### Task objective
Show each line of the records below that contains the word "striped", copying every such line in full.

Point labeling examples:
■ ■ ■ ■
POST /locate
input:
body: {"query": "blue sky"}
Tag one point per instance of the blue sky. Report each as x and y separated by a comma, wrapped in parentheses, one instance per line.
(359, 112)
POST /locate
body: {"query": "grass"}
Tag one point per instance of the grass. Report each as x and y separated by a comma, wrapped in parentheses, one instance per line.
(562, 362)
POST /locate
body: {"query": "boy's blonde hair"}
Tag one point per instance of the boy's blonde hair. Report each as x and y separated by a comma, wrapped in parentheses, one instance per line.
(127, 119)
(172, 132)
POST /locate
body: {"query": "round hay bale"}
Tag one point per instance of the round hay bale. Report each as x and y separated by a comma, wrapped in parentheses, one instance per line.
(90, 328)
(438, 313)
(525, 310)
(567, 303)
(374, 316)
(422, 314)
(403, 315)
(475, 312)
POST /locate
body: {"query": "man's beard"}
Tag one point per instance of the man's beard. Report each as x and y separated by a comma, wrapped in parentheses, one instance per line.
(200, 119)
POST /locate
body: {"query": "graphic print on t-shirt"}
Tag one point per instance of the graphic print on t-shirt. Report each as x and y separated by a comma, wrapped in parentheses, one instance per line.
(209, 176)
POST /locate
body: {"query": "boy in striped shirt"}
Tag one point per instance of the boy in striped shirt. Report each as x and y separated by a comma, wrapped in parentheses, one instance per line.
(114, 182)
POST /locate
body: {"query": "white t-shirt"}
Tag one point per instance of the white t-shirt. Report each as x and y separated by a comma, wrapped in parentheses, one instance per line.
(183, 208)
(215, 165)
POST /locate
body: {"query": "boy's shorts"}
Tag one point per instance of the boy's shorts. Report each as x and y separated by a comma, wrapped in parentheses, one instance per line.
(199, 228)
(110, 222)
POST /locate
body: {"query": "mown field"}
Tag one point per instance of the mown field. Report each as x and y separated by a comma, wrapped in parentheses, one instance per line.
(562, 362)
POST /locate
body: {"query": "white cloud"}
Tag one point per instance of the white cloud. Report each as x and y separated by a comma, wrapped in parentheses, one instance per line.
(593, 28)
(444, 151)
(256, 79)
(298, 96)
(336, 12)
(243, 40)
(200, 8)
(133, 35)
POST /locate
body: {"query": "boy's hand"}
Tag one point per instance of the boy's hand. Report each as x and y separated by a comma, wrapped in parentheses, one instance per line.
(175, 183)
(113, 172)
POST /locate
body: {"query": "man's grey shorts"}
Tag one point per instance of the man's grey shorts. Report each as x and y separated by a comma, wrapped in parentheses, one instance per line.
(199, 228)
■ ■ ■ ■
### Correct answer
body: {"query": "boy in striped shirt"}
Tag one point per instance of the boy in striped shirt. Report each as x and y separated by a comma, wrapped in parentheses, one instance per line.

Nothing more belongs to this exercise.